# Thermalright Archon: Neuer CPU-Kühler mit über 900 Gramm Gesamtgewicht und 140-mm-Lüfter



## PCGH-Redaktion (19. Oktober 2010)

*Thermalright Archon: Neuer CPU-Kühler mit über 900 Gramm Gesamtgewicht und 140-mm-Lüfter*

Jetzt ist Ihre Meinung zu Thermalright Archon: Neuer CPU-Kühler mit über 900 Gramm Gesamtgewicht und 140-mm-Lüfter gefragt. 

Bitte beachten Sie: Der Kommentarbereich wird gemäß der  Forenregeln moderiert. Allgemeine Fragen und Kritik zu Online-Artikeln von PC Games Hardware sind im Feedback-Unterforum zu veröffentlichen und nicht im Kommentarthread zu einer News. Dort werden sie ohne Nachfragen entfernt.

□ □ □ □

### Aufgabe A
Kopiere aus der Kommentarseite zum Thermalright Archon wortgetreu den Abschnitt, der mit den Worten beginnt, die "# Thermalright Archon: Neuer" enthalten, und mit "ohne Nachfragen entfernt." endet.
Die Auflistung hat mit der Kommentarseite in keinem Zusammenhang.

[Gespeicherte Einträge]

□ □ □ □

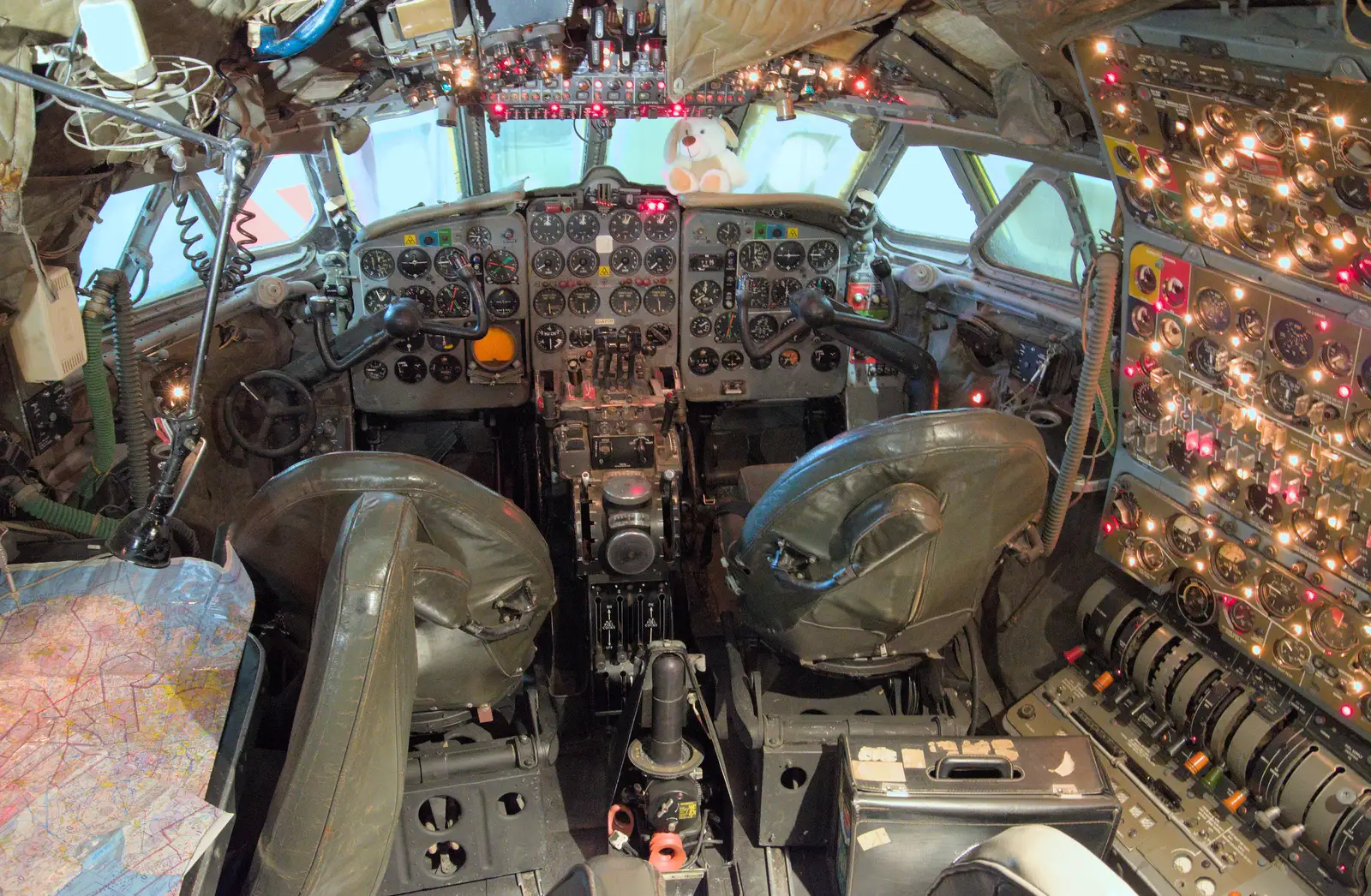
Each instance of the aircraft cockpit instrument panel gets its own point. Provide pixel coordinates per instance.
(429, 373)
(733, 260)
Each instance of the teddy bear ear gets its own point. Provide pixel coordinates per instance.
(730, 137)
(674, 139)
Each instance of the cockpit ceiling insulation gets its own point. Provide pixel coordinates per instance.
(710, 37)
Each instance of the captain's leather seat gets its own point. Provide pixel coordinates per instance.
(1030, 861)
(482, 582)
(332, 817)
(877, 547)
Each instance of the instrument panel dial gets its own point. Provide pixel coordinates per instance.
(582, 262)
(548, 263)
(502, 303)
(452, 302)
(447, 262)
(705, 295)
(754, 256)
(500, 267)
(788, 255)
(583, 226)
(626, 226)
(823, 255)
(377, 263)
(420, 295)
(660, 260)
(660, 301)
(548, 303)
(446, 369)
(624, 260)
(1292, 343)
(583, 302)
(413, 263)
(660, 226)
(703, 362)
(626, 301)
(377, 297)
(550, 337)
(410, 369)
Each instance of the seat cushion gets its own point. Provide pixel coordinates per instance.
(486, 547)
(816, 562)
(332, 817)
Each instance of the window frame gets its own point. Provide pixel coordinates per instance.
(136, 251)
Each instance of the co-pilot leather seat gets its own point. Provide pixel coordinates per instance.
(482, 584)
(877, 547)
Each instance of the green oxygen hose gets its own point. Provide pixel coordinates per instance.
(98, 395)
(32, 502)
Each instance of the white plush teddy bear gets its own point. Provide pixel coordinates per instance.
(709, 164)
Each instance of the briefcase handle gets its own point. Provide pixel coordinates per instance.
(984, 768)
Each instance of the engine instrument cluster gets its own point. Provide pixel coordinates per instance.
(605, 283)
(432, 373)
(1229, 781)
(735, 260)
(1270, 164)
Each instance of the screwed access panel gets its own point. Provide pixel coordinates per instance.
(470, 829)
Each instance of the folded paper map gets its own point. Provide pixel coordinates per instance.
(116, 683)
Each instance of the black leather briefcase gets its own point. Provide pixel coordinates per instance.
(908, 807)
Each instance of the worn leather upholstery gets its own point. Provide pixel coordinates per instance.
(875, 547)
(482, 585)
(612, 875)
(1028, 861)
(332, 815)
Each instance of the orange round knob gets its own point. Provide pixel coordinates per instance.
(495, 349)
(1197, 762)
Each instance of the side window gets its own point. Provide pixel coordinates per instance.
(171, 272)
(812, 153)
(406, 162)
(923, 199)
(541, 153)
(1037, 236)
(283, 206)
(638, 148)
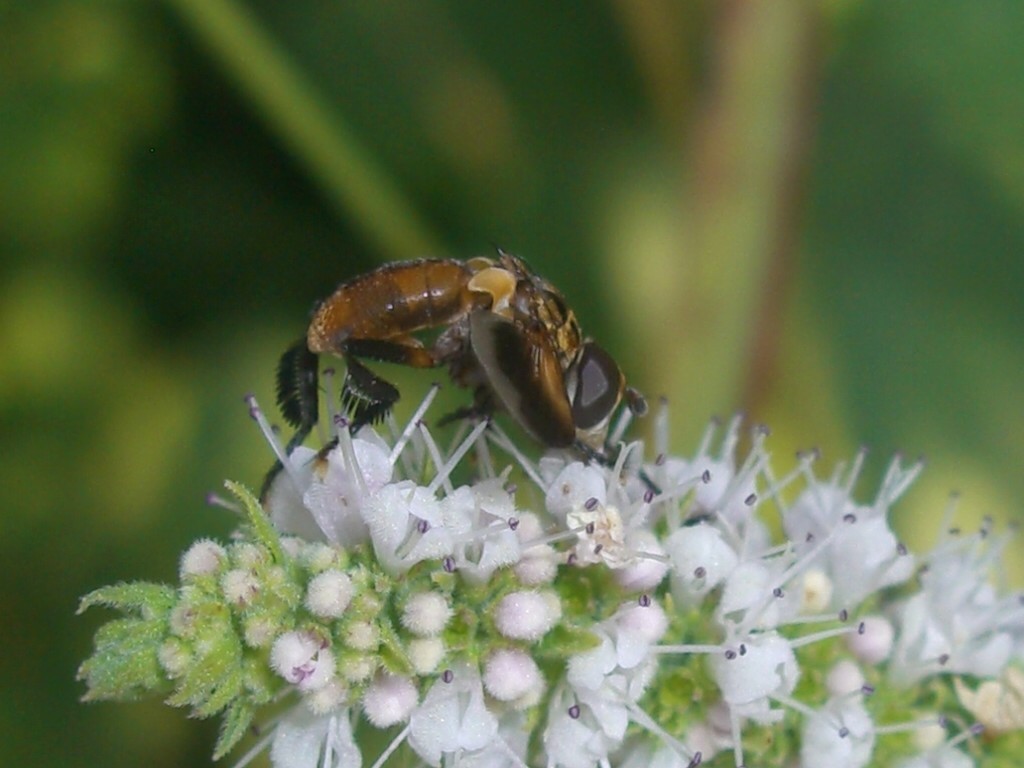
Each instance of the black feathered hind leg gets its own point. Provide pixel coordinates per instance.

□ □ □ □

### Aufgabe B
Gib nur den Teil der Auflistung erneut aus, der mit der Zeile mit "Each instance of the briefcase" beginnt und bis zum Ende der Auflistung reicht, beide Enden eingeschlossen, und ersetze darin "briefcase" durch "suitcase", ohne sonst etwas zu ändern. Lass die Bilder in der Antwort weg.

### Richtige Antwort A
# Thermalright Archon: Neuer CPU-Kühler mit über 900 Gramm Gesamtgewicht und 140-mm-Lüfter



## PCGH-Redaktion (19. Oktober 2010)

*Thermalright Archon: Neuer CPU-Kühler mit über 900 Gramm Gesamtgewicht und 140-mm-Lüfter*

Jetzt ist Ihre Meinung zu Thermalright Archon: Neuer CPU-Kühler mit über 900 Gramm Gesamtgewicht und 140-mm-Lüfter gefragt. 

Bitte beachten Sie: Der Kommentarbereich wird gemäß der  Forenregeln moderiert. Allgemeine Fragen und Kritik zu Online-Artikeln von PC Games Hardware sind im Feedback-Unterforum zu veröffentlichen und nicht im Kommentarthread zu einer News. Dort werden sie ohne Nachfragen entfernt.

### Richtige Antwort B
Each instance of the suitcase handle gets its own point. Provide pixel coordinates per instance.
(984, 768)
Each instance of the engine instrument cluster gets its own point. Provide pixel coordinates per instance.
(605, 283)
(432, 373)
(1229, 781)
(735, 260)
(1270, 164)
Each instance of the screwed access panel gets its own point. Provide pixel coordinates per instance.
(470, 829)
Each instance of the folded paper map gets its own point. Provide pixel coordinates per instance.
(116, 683)
Each instance of the black leather suitcase gets its own point. Provide pixel coordinates per instance.
(908, 807)
Each instance of the worn leather upholstery gets its own point. Provide pixel coordinates per instance.
(875, 547)
(482, 585)
(612, 875)
(1028, 861)
(332, 815)
Each instance of the orange round knob gets its own point. Provide pixel coordinates per instance.
(495, 349)
(1197, 762)
Each instance of the side window gets its own point. Provide pixel coordinates per instance.
(171, 272)
(812, 153)
(406, 162)
(923, 199)
(541, 153)
(1037, 236)
(283, 206)
(638, 148)
Each instance of the black feathered hind leg gets its own point. Provide pixel coordinates per instance.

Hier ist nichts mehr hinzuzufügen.